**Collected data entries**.
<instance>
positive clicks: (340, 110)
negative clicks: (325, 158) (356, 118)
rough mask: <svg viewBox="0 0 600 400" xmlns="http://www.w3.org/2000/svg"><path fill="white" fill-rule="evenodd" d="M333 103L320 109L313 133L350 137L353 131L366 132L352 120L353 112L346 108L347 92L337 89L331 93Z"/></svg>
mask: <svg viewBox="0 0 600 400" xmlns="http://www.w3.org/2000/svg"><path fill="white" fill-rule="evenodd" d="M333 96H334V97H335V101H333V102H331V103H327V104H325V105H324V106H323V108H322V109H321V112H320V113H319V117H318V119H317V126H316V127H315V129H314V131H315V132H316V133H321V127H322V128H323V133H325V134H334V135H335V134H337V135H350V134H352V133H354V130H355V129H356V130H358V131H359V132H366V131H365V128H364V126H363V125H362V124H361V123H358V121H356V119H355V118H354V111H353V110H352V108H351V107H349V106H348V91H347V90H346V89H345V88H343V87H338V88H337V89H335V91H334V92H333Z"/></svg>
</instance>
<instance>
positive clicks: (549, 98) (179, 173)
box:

**Task description**.
The expected result is every record above, duplicated exactly.

**Response area**.
<instance>
positive clicks: (340, 110)
negative clicks: (325, 158) (356, 118)
rough mask: <svg viewBox="0 0 600 400" xmlns="http://www.w3.org/2000/svg"><path fill="white" fill-rule="evenodd" d="M333 103L320 109L313 133L350 137L353 131L366 132L352 120L353 112L346 108L347 92L337 89L331 93Z"/></svg>
mask: <svg viewBox="0 0 600 400" xmlns="http://www.w3.org/2000/svg"><path fill="white" fill-rule="evenodd" d="M333 96H334V97H335V101H333V102H331V103H327V104H325V105H324V106H323V108H322V109H321V112H320V113H319V117H318V119H317V126H316V127H315V129H314V131H315V132H316V133H321V127H322V128H323V133H325V134H334V135H335V134H337V135H350V134H352V133H354V130H355V129H356V130H358V131H359V132H366V131H365V128H364V126H363V125H362V124H361V123H358V121H356V119H355V118H354V111H353V110H352V108H351V107H349V106H348V91H347V90H346V89H345V88H343V87H338V88H337V89H335V91H334V92H333Z"/></svg>
</instance>
<instance>
positive clicks: (549, 98) (179, 173)
box:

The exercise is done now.